* [Stated task 1]:
According to the passage on Karachi, why would assigning property rights in land itself generate conflict and violence?
* [Stated task 2]:
In the rows, change "desert shrub" to "dry bush" throughout the part that opens with the first row and closes with the line containing "[587,405,609,420]", and leave all else unchanged. Reproduce only that part.

* [Provided text]:
+++++

«THE OPEN CITY: SOCIAL NETWORKS AND VIOLENCE IN KARACHI Azmat Ali Budhani, Haris Gazdar, Sobia Ahmad Kaker, Hussain Bux Mallah Collective for Social ...»
27 Negotiation and renegotiation of rents The institutional approach to understanding conflict and violence in Karachi suggests a strong underlying willingness and ability on the part of agents to conduct economic transactions that might be illegal but are considered to be socially legitimate. It might be argued, in the spirit of de Soto (2000), that the formalisation of private property rights in land (and the reduction of unnecessary and rent-creating regulation), will undermine the legitimacy of non-state violence and informal social networks. Our case studies from Karachi suggest, however, that the assignment of property rights in land will itself generate conflict and violence, because of the high degree of contestation over claims. Moreover, the process of regularisation creates new economic rents that are contested, negotiated and renegotiated.
Karachi’s disarticulation from the national political mainstream was driven only in part by the ideology and organisational characteristics of the MQM. In reality, political life in the city was already dominated by local contests over economic rents. As the city grew without corresponding increases in investments in infrastructure and public services, the informal sector grew disproportionately. The city was open for migrants and displaced people – all they had to figure out was which rung of the socio-economic ladder was theirs to start with.
There was nothing inevitable about Muhajir ethnic mobilisation, or the nature of the organisation that emerged as the self-proclaimed protector of the city’s largest ‘ethnic’ group.
But the notion of a citizenship-based urban community with claims on the state, pursued through formal administrative, political and legal routes was already long in disrepair by the 1980s. Migrants from India had once been the most prominent candidates for non-parochial modern citizenship in Pakistan – due to their urbanity, loosening of traditional hierarchies and relatively high reliance on formal sector economic opportunities. It was ironic that they gave birth to an organisation that took non-state violence and ethnic solidarity to hitherto unknown levels in Karachi.
It was not just about the MQM. Other groups and factions, many of them much smaller than the MQM, followed similar methods and technologies. The breakaway MQM-Haqiqi faction, which emerged under official patronage during periods of state suppression of the mainstream MQM, was little different in attempting to assume the role of local enforcement. Various religious groups also operated in a similar manner, often with state support. In many of the tougher neighbourhoods there was little difference between criminal gangs and the youth cadre of political and religious factions.

+++++

Region annotation entries
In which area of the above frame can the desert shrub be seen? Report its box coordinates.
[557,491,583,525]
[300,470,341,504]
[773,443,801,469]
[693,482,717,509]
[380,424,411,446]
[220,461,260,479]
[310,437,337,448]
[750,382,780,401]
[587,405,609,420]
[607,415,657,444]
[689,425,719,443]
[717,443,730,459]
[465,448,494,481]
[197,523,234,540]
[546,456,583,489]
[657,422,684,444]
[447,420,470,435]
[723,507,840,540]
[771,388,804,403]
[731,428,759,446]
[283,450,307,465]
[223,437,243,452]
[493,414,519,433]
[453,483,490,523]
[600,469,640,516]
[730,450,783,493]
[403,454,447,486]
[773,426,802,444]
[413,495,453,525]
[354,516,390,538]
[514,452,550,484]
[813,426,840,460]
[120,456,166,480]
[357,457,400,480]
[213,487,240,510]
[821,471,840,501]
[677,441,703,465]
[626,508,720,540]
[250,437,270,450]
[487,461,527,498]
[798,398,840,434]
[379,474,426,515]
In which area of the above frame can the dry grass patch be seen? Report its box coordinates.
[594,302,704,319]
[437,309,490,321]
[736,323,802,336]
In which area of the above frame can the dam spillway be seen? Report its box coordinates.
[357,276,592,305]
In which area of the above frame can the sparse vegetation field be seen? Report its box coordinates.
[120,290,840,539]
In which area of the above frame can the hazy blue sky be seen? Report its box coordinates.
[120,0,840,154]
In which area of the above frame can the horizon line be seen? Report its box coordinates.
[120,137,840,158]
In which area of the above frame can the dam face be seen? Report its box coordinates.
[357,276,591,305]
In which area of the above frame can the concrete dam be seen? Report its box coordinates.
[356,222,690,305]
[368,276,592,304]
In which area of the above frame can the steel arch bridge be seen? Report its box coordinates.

+++++

* [Result 1]:
The assignment of property rights in land would generate conflict and violence because claims over land are highly contested. In addition, regularization creates new economic rents that are themselves contested, negotiated and renegotiated.

* [Result 2]:
In which area of the above frame can the dry bush be seen? Report its box coordinates.
[557,491,583,525]
[300,470,341,504]
[773,443,801,469]
[693,482,717,509]
[380,424,411,446]
[220,461,260,479]
[310,437,337,448]
[750,382,780,401]
[587,405,609,420]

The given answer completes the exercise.